Chinese artificial intelligence company DeepSeek recently launched a groundbreaking open-source large language model, DeepSeek V3. With 671 billion parameters, this model not only surpasses Meta's Llama3.1 in scale but also outperforms mainstream closed-source models, including GPT-4, in several benchmark tests.
A standout feature of DeepSeek V3 is its powerful performance combined with an efficient development process. The model excelled in competitions on the programming platform Codeforces and led competitors in the Aider Polyglot test, which assesses code integration capabilities. The model was trained on an enormous dataset of 14.8 trillion tokens, achieving a parameter scale 1.6 times that of Llama3.1.
Remarkably, DeepSeek completed the model training in just two months with a cost of $5.5 million, significantly lower than the investment typically required for similar products.
DeepSeek is backed by the Chinese quantitative hedge fund High-Flyer Capital Management. This fund has invested in the construction of a server cluster with 10,000 Nvidia A100 GPUs, valued at approximately $138 million. High-Flyer's founder, Liang Wenfeng, stated that open-source AI will ultimately break the monopoly of current closed models.

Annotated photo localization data
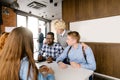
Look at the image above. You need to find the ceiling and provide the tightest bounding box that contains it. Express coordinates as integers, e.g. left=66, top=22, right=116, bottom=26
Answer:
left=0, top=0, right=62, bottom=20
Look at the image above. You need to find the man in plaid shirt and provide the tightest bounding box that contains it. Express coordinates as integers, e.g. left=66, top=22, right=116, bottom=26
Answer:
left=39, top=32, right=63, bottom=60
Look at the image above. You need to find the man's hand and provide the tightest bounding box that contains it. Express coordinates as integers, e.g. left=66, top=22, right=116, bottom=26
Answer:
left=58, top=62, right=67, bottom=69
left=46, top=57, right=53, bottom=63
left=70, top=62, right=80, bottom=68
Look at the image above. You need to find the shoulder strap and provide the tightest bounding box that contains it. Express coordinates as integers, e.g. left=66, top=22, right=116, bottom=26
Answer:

---

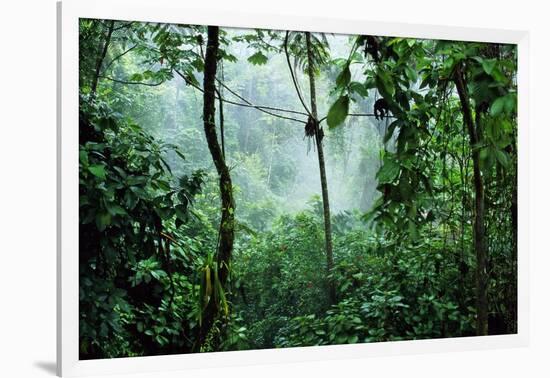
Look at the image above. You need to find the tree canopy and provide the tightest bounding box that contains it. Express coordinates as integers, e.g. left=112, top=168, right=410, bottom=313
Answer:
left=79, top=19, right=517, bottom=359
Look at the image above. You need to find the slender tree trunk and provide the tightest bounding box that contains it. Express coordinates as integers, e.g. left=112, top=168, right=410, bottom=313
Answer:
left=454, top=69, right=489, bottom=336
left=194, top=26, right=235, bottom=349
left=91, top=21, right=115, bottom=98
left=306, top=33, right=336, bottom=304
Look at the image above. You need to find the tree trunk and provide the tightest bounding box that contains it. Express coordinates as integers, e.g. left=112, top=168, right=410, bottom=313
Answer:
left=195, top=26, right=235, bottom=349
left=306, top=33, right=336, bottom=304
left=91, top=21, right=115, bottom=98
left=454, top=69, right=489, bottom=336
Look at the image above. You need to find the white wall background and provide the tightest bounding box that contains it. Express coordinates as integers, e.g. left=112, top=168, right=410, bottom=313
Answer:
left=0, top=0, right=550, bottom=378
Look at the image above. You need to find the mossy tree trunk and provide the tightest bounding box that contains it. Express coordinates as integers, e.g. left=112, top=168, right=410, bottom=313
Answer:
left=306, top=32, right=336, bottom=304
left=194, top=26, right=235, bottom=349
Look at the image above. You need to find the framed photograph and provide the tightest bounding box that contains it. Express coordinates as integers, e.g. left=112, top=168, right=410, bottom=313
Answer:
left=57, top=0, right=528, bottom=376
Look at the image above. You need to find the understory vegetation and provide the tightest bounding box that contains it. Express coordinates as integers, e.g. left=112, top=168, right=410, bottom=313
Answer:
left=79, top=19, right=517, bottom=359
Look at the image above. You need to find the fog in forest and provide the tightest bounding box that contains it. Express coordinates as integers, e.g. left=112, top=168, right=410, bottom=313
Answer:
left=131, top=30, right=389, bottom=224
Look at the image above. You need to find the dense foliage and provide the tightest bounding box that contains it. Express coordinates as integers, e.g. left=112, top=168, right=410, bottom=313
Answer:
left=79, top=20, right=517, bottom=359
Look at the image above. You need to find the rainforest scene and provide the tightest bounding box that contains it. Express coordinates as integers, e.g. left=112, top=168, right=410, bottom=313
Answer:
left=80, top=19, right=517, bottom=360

**TASK REQUIREMENTS**
1. Translate this sentence from the DeepSeek V3 article into Spanish: "DeepSeek is backed by the Chinese quantitative hedge fund High-Flyer Capital Management."
2. According to the DeepSeek V3 article, how many Nvidia A100 GPUs are in the server cluster High-Flyer funded?
3. Reproduce the DeepSeek V3 article from "Chinese artificial intelligence" to "several benchmark tests.".

**RESULTS**
1. DeepSeek cuenta con el respaldo del fondo de cobertura cuantitativo chino High-Flyer Capital Management.

2. 10,000

3.
Chinese artificial intelligence company DeepSeek recently launched a groundbreaking open-source large language model, DeepSeek V3. With 671 billion parameters, this model not only surpasses Meta's Llama3.1 in scale but also outperforms mainstream closed-source models, including GPT-4, in several benchmark tests.